Just like some characters on the shows, soap operas have died, and come back to life. Though I penned a story about the death of soaps back in May, an official press release put out Thursday by ABC announced media and production company Prospect Park (co-founded by former Disney Studio head Rich Frank, and Jeff Kwatinetz) will continue production of “All My Children” and “One Life to Live”– online.
This is seemingly good for fans, who had no shortage of criticism for the network when it announced the shows would both be axed by 2012. (“Please don’t cancel the ABC soaps!” wrote username dwhit70 on a forum. “These are my therapy! I look forward to folding my laundry while watching my soaps as my dailey [sic] escape”). In the press release, Frank and Kwatinetz stated people want flexibility as to when and how they view the shows, which will stay in their current hour format, and that the online platform will attract a new audience.
Will it work? Denise Bielby, a professor of sociology at the University of California who co-authored the 1995 book “Soap Fans” says though it’s too soon to tell, moving online is consistent with the rest of the entertainment industry. A study by Yahoo shows that 18% of online videos watched online are full length TV shows (compared with 11% two years ago) and there’s been a 30% increase in viewership during prime-time.
Though viewing habits are shifting, soaps are a genre with firm roots in the domestic (they were originally designed to peddle cleaning products to bored housewives by incorporating brand names in the plot). Are they still relevant to young people, and can soaps make the move online without alienating their core, older audience?
“There’s a technological hurdle to overcome” says Bielby from her office in California. “When you watch traditional television it’s a comfortable and easy thing. If people know how to stream from their laptops and have the show on in the background the way soaps are traditionally watched in homes, the transition will be a bit easier. But it all depends on their comfort level.” In terms of roping in a younger audience, Bielby is skeptical, noting viewing demographics have been skewing older and older. “Soaps have basically become a niche form of television,” she says. “Since women no longer spend their careers at home, they haven’t been able to pass on the tradition [of watching soaps to their kids] which was so important to bringing in a new generation of viewers.”
Bielby does say the move online could be good for business, since advertisers prefer the prospect of getting in front of younger viewers. Though the genre is getting a second chance, rest assured somewhere, dead desperate housewives are rolling in their graves, thinking of young women (and men, gasp!) watching soaps on screens the size of their watches on a crowded bus back from a long day’s work. The real death is tradition.

§ DATA PROVIDED:
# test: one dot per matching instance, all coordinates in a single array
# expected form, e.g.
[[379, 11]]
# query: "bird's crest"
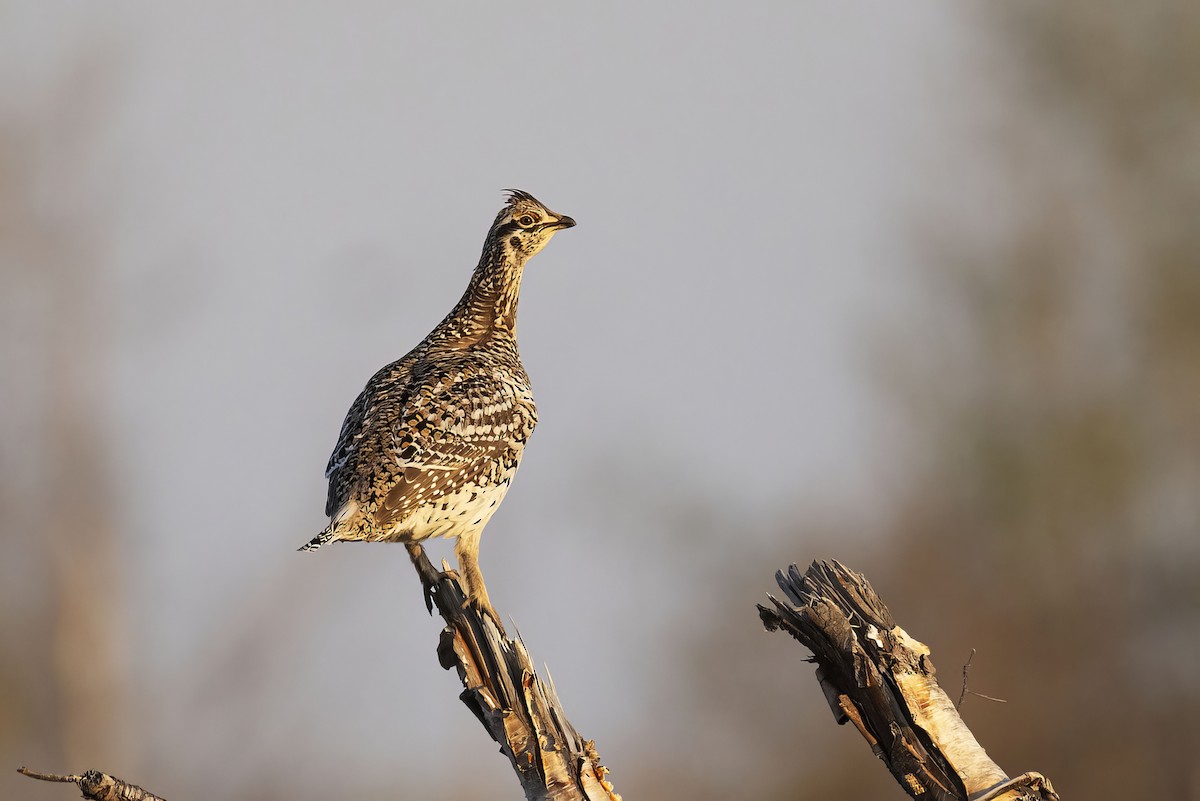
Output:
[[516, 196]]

--

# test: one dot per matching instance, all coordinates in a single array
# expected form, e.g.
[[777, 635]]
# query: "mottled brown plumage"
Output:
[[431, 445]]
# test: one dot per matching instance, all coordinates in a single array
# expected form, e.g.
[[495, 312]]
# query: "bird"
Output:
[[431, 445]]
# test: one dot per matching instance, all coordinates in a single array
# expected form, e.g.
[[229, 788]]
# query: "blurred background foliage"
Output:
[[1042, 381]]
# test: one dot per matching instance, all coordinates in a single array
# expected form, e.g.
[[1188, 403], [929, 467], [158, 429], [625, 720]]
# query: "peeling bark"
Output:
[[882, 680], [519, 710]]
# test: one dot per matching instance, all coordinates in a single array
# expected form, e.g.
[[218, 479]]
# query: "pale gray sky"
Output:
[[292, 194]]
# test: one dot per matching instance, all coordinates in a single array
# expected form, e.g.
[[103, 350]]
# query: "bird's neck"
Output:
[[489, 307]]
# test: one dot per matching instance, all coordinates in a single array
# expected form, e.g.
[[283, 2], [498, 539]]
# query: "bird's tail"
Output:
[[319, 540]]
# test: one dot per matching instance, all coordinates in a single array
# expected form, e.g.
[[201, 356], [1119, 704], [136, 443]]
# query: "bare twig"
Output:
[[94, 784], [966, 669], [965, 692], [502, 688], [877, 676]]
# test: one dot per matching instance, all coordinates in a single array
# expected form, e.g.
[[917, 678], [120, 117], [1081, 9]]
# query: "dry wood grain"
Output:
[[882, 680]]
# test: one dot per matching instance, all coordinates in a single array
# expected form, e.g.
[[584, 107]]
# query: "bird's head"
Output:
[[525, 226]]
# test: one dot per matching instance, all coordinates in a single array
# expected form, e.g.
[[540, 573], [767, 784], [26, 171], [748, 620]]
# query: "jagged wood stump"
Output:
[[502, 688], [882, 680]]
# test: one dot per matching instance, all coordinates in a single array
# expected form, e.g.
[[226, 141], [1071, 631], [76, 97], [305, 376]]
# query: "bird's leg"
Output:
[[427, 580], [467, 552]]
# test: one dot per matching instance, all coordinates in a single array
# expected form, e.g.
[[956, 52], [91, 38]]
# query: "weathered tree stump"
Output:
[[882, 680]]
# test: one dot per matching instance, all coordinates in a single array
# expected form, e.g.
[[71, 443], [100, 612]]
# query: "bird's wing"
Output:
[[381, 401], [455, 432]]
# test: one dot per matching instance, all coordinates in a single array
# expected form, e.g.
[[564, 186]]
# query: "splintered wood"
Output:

---

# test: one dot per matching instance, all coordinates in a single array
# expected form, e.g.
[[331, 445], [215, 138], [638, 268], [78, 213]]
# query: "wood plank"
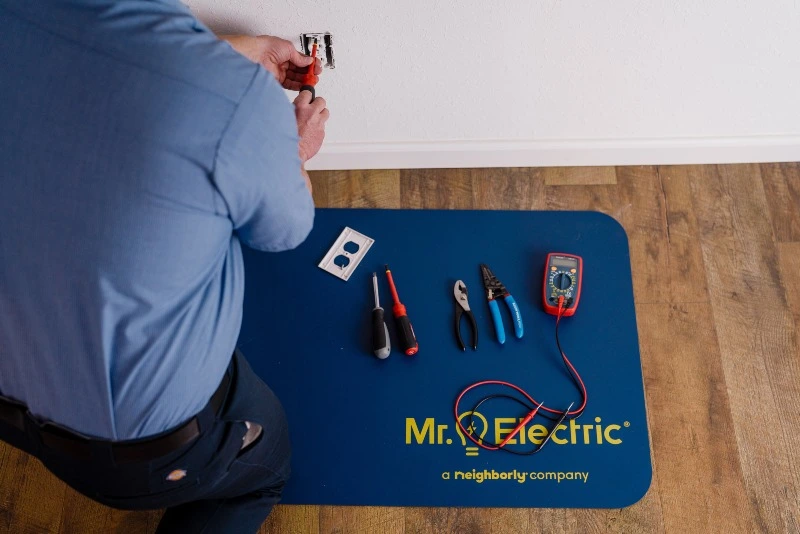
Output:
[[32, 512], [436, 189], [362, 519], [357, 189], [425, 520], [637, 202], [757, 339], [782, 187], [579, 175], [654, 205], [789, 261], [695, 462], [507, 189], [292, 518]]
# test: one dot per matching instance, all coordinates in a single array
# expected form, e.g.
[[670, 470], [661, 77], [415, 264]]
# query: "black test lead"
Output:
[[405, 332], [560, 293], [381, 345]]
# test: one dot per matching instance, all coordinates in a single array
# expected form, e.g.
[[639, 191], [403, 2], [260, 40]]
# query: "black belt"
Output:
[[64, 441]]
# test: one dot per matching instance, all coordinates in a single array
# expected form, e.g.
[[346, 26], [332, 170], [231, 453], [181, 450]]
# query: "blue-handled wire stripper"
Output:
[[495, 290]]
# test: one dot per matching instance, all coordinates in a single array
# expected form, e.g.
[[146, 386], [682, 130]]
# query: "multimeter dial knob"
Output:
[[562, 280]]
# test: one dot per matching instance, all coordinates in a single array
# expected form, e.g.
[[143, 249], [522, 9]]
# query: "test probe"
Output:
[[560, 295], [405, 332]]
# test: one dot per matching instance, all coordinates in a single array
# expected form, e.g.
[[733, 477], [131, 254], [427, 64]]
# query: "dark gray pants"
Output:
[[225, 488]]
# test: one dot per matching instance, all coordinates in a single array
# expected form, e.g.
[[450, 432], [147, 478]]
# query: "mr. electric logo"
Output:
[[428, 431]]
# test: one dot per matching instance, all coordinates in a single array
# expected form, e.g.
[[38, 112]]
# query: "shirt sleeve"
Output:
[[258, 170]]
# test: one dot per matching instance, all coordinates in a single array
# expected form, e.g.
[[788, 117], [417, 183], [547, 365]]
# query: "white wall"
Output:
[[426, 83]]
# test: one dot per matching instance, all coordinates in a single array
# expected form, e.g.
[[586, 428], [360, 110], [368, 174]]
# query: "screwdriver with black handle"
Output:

§ EXERCISE REQUIREMENTS:
[a] Decide whether each statement agrees with the article on soap operas moving online. Answer yes or no for each, and quote the words from the article that decide it.
(i) Prospect Park was co-founded by Rich Frank and Jeff Kwatinetz.
(ii) Online, the shows will be cut to a shorter format.
(iii) Bielby expects the move online to draw in a younger audience.
[b] According to the Yahoo study cited in the article on soap operas moving online, what share of videos watched online are full-length TV shows?
[c] List every company, network, or institution named in the article on soap operas moving online.

§ RESPONSE LIST:
[a]
(i) Yes: "Prospect Park (co-founded by former Disney Studio head Rich Frank, and Jeff Kwatinetz)"
(ii) No: "which will stay in their current hour format"
(iii) No: "In terms of roping in a younger audience, Bielby is skeptical"

[b] 18% (compared with 11% two years earlier).

[c] ABC, Prospect Park, Disney Studio, University of California, Yahoo